#### TEXT:
The Summit provided important insights into the current status and position of workforce development in the state. The announcement of the $2.5 million grant to UWA will help enhance the practical follow-up to this meeting.
“We are immensely appreciative of this grant award from the U.S. Department of Labor and the Delta Regional Authority that will allow UWA the opportunity to expand our economic and workforce development efforts for a 10-county rural area that we serve,” said UWA President Ken Tucker.
 “As a regional university whose mission includes improving the quality of life for the region, we have long seen education as an engine that drives economic and workforce development, and this nearly $2.5 million will have a transformative influence on the people of west Alabama and beyond for many years to come. We have an outstanding team in UWA’s Division of Economic and Workforce Development working daily to establish the partnerships and innovative initiatives that will strengthen the impact of this generous investment for our region and rural Alabama.”
The grant will fund a UWA Division of Economic and Workforce Development initiative known as LINCS: Leveraging Interconnected Networks for Change and Sustainability.  LINCS is designed to help develop a regional workforce based on industry-recognized standards, credentials and identified needs in order to strengthen the economy and skill levels in a 10-county west Alabama rural region.

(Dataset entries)
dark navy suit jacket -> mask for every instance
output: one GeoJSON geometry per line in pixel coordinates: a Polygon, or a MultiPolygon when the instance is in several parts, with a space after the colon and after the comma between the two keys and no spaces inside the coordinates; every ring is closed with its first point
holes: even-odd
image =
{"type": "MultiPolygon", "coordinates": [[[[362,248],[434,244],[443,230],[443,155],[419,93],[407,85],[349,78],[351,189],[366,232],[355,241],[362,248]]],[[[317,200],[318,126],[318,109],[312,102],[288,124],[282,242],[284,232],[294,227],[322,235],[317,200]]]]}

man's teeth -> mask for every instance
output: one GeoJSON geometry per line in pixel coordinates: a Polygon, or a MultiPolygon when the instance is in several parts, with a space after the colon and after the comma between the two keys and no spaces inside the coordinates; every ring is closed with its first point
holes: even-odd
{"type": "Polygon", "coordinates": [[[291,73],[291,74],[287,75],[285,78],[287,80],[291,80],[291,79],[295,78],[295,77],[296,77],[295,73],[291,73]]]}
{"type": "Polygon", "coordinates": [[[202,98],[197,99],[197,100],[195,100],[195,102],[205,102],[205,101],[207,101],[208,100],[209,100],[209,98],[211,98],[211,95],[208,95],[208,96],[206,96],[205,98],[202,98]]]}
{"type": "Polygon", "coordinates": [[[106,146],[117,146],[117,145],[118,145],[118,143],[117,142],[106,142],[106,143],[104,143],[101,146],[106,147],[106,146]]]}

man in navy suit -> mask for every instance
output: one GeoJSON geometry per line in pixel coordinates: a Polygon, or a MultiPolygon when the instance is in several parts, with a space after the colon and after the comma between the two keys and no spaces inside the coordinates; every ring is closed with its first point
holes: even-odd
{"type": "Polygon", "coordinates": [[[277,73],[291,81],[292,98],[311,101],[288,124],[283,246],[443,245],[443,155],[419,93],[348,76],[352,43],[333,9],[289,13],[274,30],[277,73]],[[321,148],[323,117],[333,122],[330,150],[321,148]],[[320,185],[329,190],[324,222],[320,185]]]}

#### WHAT YOU WILL DO:
a – In the UWA grant announcement, what does the name of the LINCS initiative stand for?
b – Duplicate the UWA grant announcement from "The grant will" to "Alabama rural region.".
c – Pick up the UWA grant announcement after its final sentence and continue it.

#### TASK RESPONSES:
a – Leveraging Interconnected Networks for Change and Sustainability.

b –
The grant will fund a UWA Division of Economic and Workforce Development initiative known as LINCS: Leveraging Interconnected Networks for Change and Sustainability.  LINCS is designed to help develop a regional workforce based on industry-recognized standards, credentials and identified needs in order to strengthen the economy and skill levels in a 10-county west Alabama rural region.

c –
 “We are grateful for the many partners who have come together to assist UWA with the development of the LINCS proposal,” said Dr. Tina Jones, vice president of the UWA Division of Economic and Workforce Development. “By tapping into existing workforce systems that have a proven record of success, our goal is to address current barriers and gaps in the workforce pipeline.”
 “We want to improve remote delivery and access to relevant workforce training in our rural areas, strengthen connections to employment opportunities, and yield a workforce ready to step into Alabama’s growing advanced manufacturing environment,” Jones said.
 “We believe that offering customized, economic-responsive curricula designed around the needs of regional commerce through a University-industry partnership will help create a region rich in jobs, with better educated citizens earning more at their jobs, thereby improving lifestyles and bringing in more resources for our region and the State,” Jones explained.
The stated goal of the LINCS project is to increase advanced manufacturing employment skill sets in the underserved rural counties of west Alabama. The awarded grant will implement a three-pronged approach to address current barriers and gaps in the workforce pipeline in collaboration with other existing agencies and employer-driven organizations.  These include: 1) development of employer-driven curriculum and fast-track certificate programs; 2) recruitment and placement of new entrants into the workforce and promotion of incumbent workers to retain or advance current employment; and 3) establishment and expansion of rural apprenticeship initiatives.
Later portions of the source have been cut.